What you need to do:
Could you retype, without any changes, the part of the entries that opens with the line containing "find bronze horse" and closes with the final entry, including both of those lines?

Provided information:
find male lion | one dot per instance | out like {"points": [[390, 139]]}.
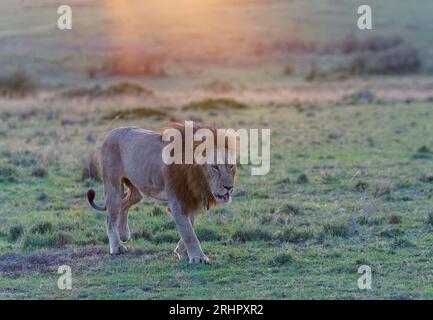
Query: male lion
{"points": [[132, 157]]}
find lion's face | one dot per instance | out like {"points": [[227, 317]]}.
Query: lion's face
{"points": [[221, 182]]}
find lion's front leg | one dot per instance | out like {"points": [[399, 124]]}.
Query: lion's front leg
{"points": [[188, 236]]}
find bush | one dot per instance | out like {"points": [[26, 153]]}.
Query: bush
{"points": [[243, 234], [42, 228], [295, 235], [8, 172], [17, 84], [215, 104], [39, 171], [140, 112], [290, 209], [35, 241], [205, 234], [136, 63], [281, 259], [15, 232], [337, 229], [61, 239], [381, 188]]}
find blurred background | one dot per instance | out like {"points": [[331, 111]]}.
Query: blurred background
{"points": [[217, 45]]}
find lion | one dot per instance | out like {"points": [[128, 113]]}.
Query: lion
{"points": [[131, 157]]}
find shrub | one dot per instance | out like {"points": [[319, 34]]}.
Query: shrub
{"points": [[394, 219], [142, 234], [430, 218], [281, 259], [243, 234], [39, 171], [381, 188], [42, 228], [215, 104], [60, 239], [8, 172], [218, 86], [295, 235], [140, 112], [134, 63], [17, 84], [303, 178], [127, 88], [337, 229], [15, 232], [290, 209], [35, 241], [205, 234], [166, 236]]}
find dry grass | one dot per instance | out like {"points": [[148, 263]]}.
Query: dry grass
{"points": [[381, 188], [17, 84], [90, 169]]}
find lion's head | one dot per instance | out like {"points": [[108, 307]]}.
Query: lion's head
{"points": [[204, 185]]}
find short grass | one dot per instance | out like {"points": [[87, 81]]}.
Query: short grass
{"points": [[349, 185]]}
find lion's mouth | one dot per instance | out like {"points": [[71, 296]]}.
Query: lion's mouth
{"points": [[225, 198]]}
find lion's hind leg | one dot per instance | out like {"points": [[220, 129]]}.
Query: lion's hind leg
{"points": [[132, 197], [113, 196], [180, 251]]}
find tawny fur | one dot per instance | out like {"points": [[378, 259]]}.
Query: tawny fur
{"points": [[132, 158]]}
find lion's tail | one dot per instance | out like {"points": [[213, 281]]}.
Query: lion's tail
{"points": [[91, 197]]}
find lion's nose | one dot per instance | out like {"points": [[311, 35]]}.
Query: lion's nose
{"points": [[228, 188]]}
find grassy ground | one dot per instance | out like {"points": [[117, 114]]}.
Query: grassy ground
{"points": [[350, 184], [351, 180]]}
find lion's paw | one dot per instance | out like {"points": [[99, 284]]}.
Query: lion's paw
{"points": [[181, 254], [199, 259], [118, 250]]}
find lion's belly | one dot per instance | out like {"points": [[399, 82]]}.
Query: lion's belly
{"points": [[154, 194]]}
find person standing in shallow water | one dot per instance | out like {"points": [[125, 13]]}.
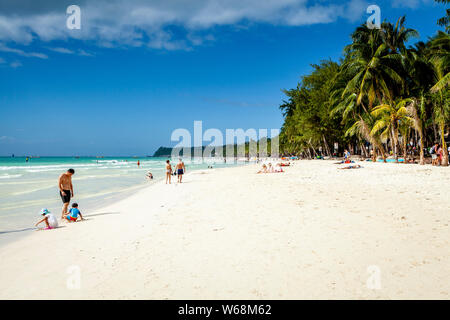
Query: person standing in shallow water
{"points": [[168, 172], [66, 189], [181, 169]]}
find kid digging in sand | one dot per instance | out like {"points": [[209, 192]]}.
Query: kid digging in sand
{"points": [[49, 219], [72, 215]]}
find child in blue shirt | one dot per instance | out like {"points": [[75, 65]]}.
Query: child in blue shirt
{"points": [[72, 215]]}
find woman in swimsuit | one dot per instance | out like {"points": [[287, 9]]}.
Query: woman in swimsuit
{"points": [[168, 172]]}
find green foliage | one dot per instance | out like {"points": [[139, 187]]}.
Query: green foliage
{"points": [[380, 93]]}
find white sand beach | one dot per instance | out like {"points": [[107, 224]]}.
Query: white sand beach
{"points": [[313, 232]]}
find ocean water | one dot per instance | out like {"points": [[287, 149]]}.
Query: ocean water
{"points": [[27, 187]]}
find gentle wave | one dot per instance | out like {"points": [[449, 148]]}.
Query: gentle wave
{"points": [[10, 176]]}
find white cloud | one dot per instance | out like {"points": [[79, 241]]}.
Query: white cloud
{"points": [[79, 52], [22, 53], [412, 4], [157, 23], [6, 139], [15, 64]]}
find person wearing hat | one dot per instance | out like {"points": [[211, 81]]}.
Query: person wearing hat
{"points": [[49, 219]]}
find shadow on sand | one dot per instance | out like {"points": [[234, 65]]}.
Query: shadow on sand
{"points": [[26, 229]]}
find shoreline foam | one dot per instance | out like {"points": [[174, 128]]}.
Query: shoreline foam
{"points": [[314, 232]]}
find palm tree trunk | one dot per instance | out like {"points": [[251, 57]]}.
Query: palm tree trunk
{"points": [[444, 144]]}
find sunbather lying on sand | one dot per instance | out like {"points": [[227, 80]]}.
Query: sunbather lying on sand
{"points": [[351, 167], [264, 169]]}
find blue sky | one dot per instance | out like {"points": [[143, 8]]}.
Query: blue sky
{"points": [[138, 70]]}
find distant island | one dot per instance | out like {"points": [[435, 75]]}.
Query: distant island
{"points": [[167, 151]]}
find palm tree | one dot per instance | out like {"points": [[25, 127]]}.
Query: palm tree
{"points": [[445, 21], [440, 58], [389, 118]]}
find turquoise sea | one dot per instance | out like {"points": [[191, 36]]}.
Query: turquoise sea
{"points": [[26, 187]]}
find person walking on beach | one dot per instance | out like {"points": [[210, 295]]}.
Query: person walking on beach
{"points": [[168, 172], [433, 152], [440, 154], [180, 168], [66, 189]]}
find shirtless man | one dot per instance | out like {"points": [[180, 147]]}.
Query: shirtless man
{"points": [[168, 172], [181, 169], [66, 189]]}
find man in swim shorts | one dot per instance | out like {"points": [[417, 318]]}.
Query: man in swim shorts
{"points": [[181, 169], [66, 189]]}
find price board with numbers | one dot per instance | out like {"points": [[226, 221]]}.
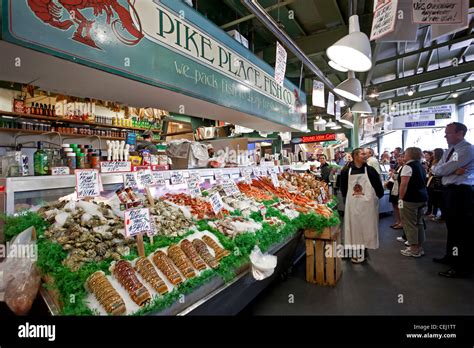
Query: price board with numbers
{"points": [[177, 178]]}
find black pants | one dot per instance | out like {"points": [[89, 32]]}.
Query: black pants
{"points": [[458, 211]]}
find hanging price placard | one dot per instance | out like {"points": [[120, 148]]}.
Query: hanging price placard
{"points": [[177, 178], [275, 180], [60, 171], [137, 221], [193, 186], [216, 202], [130, 180], [87, 183], [145, 179], [159, 178]]}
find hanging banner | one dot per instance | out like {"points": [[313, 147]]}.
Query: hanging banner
{"points": [[338, 110], [318, 94], [280, 64], [330, 110], [437, 11], [384, 20]]}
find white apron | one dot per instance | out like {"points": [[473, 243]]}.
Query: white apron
{"points": [[361, 212]]}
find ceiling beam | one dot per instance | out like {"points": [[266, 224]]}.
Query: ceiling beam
{"points": [[411, 53], [251, 16], [433, 75], [426, 94], [311, 45]]}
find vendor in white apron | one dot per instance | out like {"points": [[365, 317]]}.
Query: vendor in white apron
{"points": [[362, 188]]}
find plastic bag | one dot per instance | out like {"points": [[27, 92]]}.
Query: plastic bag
{"points": [[22, 278], [263, 265]]}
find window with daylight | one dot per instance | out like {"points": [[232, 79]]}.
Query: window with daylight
{"points": [[426, 138], [469, 122], [391, 140]]}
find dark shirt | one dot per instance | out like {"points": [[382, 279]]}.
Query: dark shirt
{"points": [[147, 145], [374, 178], [325, 172]]}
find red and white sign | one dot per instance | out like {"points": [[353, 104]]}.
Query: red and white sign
{"points": [[318, 137]]}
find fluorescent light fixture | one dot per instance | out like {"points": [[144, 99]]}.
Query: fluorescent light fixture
{"points": [[350, 88], [347, 123], [336, 66], [362, 107], [331, 123], [353, 50]]}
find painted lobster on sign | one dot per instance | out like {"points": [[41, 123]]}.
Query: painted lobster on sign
{"points": [[50, 13]]}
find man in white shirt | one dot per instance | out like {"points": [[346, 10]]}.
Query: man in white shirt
{"points": [[371, 160]]}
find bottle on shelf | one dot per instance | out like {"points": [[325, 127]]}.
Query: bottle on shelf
{"points": [[40, 159]]}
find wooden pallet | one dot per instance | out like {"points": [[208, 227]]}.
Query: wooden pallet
{"points": [[322, 269]]}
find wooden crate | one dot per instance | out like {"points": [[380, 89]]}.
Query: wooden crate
{"points": [[320, 269]]}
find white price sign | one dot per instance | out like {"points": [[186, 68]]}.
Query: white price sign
{"points": [[60, 171], [275, 180], [193, 186], [145, 179], [159, 178], [137, 221], [87, 183], [216, 202], [130, 180], [115, 166], [177, 178]]}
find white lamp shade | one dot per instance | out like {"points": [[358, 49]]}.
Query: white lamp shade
{"points": [[350, 88], [362, 107], [331, 123], [336, 66], [353, 50]]}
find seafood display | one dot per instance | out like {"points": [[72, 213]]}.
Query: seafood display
{"points": [[232, 226], [180, 259], [166, 266], [202, 250], [200, 209], [168, 220], [89, 232], [127, 277], [145, 268], [108, 297], [254, 192], [192, 254], [219, 252], [307, 184]]}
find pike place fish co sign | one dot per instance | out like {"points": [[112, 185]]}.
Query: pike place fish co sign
{"points": [[164, 43]]}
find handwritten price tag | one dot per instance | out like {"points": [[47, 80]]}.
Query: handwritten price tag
{"points": [[159, 178], [137, 221], [130, 180], [115, 166], [60, 171], [145, 179], [218, 175], [177, 178], [87, 183], [193, 186], [275, 180], [216, 202]]}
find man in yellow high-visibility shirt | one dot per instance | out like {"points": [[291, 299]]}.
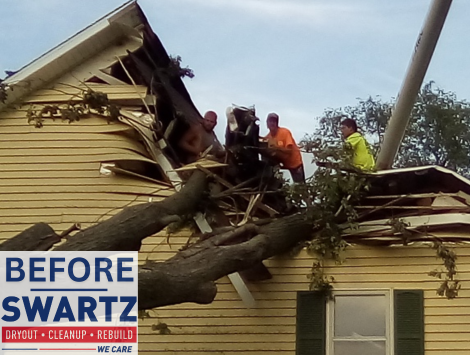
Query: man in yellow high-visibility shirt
{"points": [[362, 158]]}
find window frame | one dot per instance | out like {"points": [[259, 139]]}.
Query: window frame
{"points": [[389, 311]]}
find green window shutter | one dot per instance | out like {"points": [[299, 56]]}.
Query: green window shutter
{"points": [[311, 323], [409, 322]]}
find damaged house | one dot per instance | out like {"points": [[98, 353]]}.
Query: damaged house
{"points": [[71, 156]]}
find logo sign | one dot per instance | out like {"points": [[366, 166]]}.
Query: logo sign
{"points": [[54, 302]]}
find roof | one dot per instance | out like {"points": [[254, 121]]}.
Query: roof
{"points": [[428, 201]]}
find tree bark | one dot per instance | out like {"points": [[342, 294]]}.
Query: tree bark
{"points": [[190, 275]]}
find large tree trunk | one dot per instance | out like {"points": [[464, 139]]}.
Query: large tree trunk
{"points": [[190, 275]]}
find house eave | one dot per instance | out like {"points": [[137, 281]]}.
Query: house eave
{"points": [[121, 22]]}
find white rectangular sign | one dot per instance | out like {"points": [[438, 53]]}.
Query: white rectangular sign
{"points": [[52, 302]]}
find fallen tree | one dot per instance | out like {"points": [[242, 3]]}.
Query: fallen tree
{"points": [[190, 275]]}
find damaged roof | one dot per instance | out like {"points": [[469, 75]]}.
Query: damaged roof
{"points": [[426, 203]]}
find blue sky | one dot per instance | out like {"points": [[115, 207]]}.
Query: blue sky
{"points": [[293, 57]]}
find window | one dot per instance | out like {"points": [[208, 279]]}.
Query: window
{"points": [[359, 323]]}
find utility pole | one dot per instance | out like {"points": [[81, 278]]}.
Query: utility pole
{"points": [[424, 50]]}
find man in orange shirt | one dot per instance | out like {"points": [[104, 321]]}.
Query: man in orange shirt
{"points": [[283, 148]]}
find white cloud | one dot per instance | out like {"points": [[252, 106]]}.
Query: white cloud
{"points": [[331, 15]]}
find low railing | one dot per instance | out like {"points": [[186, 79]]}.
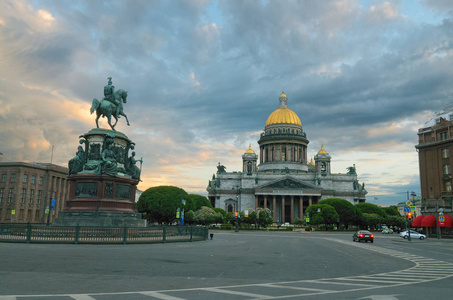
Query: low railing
{"points": [[32, 233]]}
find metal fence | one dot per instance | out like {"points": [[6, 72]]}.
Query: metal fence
{"points": [[32, 233]]}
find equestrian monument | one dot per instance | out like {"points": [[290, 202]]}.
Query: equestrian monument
{"points": [[104, 173]]}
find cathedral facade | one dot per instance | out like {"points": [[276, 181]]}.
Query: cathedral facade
{"points": [[284, 181]]}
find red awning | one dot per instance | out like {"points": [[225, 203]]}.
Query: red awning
{"points": [[428, 221], [448, 222], [418, 221]]}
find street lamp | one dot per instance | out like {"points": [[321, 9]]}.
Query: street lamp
{"points": [[52, 206], [440, 212]]}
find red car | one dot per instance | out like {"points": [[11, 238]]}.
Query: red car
{"points": [[362, 235]]}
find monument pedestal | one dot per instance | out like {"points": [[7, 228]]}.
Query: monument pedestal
{"points": [[102, 183]]}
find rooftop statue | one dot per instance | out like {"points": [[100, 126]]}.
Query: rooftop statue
{"points": [[110, 105], [221, 168]]}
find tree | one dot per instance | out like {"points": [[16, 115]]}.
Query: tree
{"points": [[346, 211], [198, 201], [220, 211], [161, 203], [369, 220], [263, 217], [326, 214], [207, 215], [370, 208], [395, 221], [189, 217], [391, 211]]}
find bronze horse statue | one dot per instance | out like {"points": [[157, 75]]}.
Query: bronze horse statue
{"points": [[108, 109]]}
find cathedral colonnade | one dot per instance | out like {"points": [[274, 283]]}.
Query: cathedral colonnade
{"points": [[285, 208]]}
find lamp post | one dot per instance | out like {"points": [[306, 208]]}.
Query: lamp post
{"points": [[440, 212], [52, 206]]}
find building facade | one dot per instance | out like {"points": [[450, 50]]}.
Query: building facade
{"points": [[285, 181], [26, 190], [435, 150]]}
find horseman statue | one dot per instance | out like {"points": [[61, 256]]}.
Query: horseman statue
{"points": [[111, 105]]}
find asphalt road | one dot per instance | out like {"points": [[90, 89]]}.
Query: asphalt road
{"points": [[244, 265]]}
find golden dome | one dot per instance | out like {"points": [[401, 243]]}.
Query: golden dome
{"points": [[283, 115], [250, 150], [322, 151]]}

Expected output:
find bronze horse statue | one dot per instance | out like {"points": [[157, 75]]}.
Query: bronze horse statue
{"points": [[108, 109]]}
find cathedral colonnade | one dot per instance | out like {"points": [[274, 283]]}.
Query: cathedral colonnade
{"points": [[285, 208]]}
find lamp post | one dot per instance | out like {"points": [[306, 208]]}.
Query: lamp post
{"points": [[440, 212], [52, 206]]}
find building facade | one dot per instance | out like {"points": [[450, 50]]}.
Query: building facade
{"points": [[285, 181], [26, 190], [435, 150]]}
find horseman statue | one dot per instance | out like {"points": [[61, 256]]}.
Query: horseman statue
{"points": [[111, 105]]}
find asphalt road | one dot per instance | out like {"points": [[90, 89]]}.
Query: asphalt road
{"points": [[244, 265]]}
find golden dome | one dot per instance | out like {"points": [[401, 243]]}.
Query: golden dome
{"points": [[283, 115], [250, 150], [322, 151]]}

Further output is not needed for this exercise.